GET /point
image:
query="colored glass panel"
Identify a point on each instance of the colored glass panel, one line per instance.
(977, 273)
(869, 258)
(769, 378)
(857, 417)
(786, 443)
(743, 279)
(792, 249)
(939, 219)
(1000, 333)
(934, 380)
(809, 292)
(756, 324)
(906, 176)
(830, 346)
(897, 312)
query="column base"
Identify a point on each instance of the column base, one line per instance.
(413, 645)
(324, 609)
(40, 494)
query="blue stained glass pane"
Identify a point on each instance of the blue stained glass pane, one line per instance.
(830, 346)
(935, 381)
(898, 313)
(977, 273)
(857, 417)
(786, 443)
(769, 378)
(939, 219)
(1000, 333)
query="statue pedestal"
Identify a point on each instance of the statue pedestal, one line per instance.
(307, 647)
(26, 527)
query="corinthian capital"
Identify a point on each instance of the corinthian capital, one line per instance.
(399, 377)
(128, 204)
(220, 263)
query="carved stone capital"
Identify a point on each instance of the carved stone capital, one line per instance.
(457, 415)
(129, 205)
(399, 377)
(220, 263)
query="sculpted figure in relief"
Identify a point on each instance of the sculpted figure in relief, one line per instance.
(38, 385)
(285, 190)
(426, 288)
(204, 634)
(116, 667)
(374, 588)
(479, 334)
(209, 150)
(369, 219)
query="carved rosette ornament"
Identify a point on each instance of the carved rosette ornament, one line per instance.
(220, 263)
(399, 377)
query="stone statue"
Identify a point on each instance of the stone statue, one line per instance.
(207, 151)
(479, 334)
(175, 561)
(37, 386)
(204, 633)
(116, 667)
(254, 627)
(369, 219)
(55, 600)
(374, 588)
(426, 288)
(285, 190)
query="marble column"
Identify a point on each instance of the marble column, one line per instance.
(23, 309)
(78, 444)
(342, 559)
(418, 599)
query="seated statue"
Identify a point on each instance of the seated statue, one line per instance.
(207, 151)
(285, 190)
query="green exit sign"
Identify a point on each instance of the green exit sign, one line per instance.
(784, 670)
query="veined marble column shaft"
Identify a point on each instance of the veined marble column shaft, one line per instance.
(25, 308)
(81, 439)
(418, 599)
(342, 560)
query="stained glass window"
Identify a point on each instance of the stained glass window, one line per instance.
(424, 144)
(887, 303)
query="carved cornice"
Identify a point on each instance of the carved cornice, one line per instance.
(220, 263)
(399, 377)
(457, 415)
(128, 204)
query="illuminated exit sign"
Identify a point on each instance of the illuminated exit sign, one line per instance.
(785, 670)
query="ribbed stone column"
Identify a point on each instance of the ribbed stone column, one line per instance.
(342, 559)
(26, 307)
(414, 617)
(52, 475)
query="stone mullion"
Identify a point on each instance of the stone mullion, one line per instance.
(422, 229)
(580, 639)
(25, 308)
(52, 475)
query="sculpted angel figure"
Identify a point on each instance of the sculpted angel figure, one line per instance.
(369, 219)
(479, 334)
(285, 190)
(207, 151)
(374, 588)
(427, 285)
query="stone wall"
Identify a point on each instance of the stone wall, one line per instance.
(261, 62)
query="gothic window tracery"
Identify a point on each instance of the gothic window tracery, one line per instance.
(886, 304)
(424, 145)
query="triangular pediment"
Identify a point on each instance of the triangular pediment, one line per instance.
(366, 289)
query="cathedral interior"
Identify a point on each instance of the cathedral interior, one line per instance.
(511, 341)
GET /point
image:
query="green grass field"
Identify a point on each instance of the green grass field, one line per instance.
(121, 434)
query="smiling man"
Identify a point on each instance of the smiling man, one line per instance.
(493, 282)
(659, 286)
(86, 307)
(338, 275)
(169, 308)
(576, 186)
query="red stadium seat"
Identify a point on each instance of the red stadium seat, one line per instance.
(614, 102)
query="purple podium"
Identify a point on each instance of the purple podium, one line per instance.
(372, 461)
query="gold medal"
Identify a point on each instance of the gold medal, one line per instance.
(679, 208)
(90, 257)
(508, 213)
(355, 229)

+ + +

What this task involves:
Restate the entire listing verbatim.

Response to the exercise:
GET /point
image:
query="colored glass panel"
Identify a point on each instance of the colored glass panel, one line per instance.
(977, 273)
(869, 258)
(769, 378)
(857, 417)
(786, 443)
(743, 279)
(792, 249)
(939, 219)
(1000, 333)
(934, 380)
(809, 292)
(756, 324)
(906, 176)
(830, 346)
(897, 312)
query="column base"
Identify a point on each instance of the column base, one line per instance.
(413, 645)
(324, 609)
(40, 494)
query="blue stained glass pane"
Identify a point on each instance of the blue stained glass pane, one line per instance.
(830, 346)
(935, 381)
(898, 313)
(977, 273)
(857, 417)
(786, 443)
(769, 378)
(939, 219)
(1000, 333)
query="statue pedestal"
Identify a point on each instance of the statue pedestal, one line per instance.
(307, 647)
(26, 527)
query="corinthian capital"
Identify a point on each instance of the corinthian capital, one line per instance.
(399, 377)
(128, 204)
(220, 263)
query="carved stone capital"
Identify a point on each instance of the carved stone capital, one line per instance.
(457, 415)
(129, 205)
(399, 377)
(220, 263)
query="sculpted figure in relief"
Identify a point on each instance of the sculpted figure in relief, one line per instance.
(38, 385)
(285, 190)
(426, 288)
(204, 634)
(116, 667)
(374, 588)
(479, 334)
(209, 150)
(369, 219)
query="carved rosette ornament"
Identify a point on each instance of the carved rosette ornament, one line per instance.
(220, 263)
(399, 377)
query="stone statue"
Identify a point on each instance of the stone statue, one line per instance.
(207, 151)
(479, 334)
(175, 561)
(37, 386)
(204, 633)
(116, 667)
(254, 627)
(369, 219)
(55, 600)
(374, 588)
(426, 288)
(285, 190)
query="marble column"
Identify a point on each instance of the marble column, one line per instance.
(23, 309)
(78, 444)
(342, 559)
(418, 599)
query="seated statue"
Identify a point on each instance of the seated statue, one line per instance.
(207, 151)
(285, 190)
query="green exit sign"
Identify a point on each instance of the green exit sign, one line per instance.
(784, 670)
query="veined marble column shaft"
Identify a point on each instance of the veined marble column shaft, one line per instance.
(25, 308)
(81, 439)
(418, 599)
(342, 560)
query="stained glass window"
Identify a point on each instance of the stained glass window, one line per instance.
(424, 144)
(887, 303)
query="carved cornice"
Identify a point on each instance of the carved cornice, one line per instance.
(220, 263)
(399, 377)
(457, 415)
(128, 204)
query="illuminated exit sign"
Identify a point on each instance of the illuminated exit sign, one line per instance.
(785, 670)
query="ribbed stone column"
Identify a point on each instance of the ribbed stone column, one line per instance.
(342, 559)
(26, 307)
(414, 617)
(52, 475)
query="stone mullion"
Identify a point on each instance of the stone mullion, one line per instance.
(422, 229)
(580, 639)
(25, 308)
(52, 475)
query="sculpted angel figure"
Identify a point on each instance of the sculpted angel figure, one line per instance.
(369, 219)
(479, 334)
(285, 190)
(207, 151)
(374, 588)
(427, 285)
query="stone wall"
Identify a point on each instance of the stone wall, one line per instance.
(261, 62)
query="gothic window tracery"
Identify a point on each instance of the gothic window tracery, one line per instance.
(886, 304)
(424, 145)
query="triangular pediment"
Identify a point on each instance of the triangular pediment, one line per instance.
(366, 289)
query="cathedral interior"
Identify a point on each instance of the cathedral interior, one line per instance.
(511, 341)
GET /point
image:
query="green grass field"
Identify a point on each instance of the green grass field, one line per instance.
(121, 434)
query="smiling man"
Identify a point on each instance of the smiling man, one line per instance.
(493, 282)
(659, 286)
(86, 307)
(338, 275)
(169, 308)
(576, 186)
query="red stadium seat"
Identify a point on each instance of the red stadium seat, one line per instance.
(614, 102)
query="purple podium"
Identify a point on each instance of the purple podium, one line per instance.
(372, 461)
query="gold medal"
Identify a point on each instance of the gold medal, one line per instance.
(679, 208)
(90, 257)
(508, 213)
(355, 229)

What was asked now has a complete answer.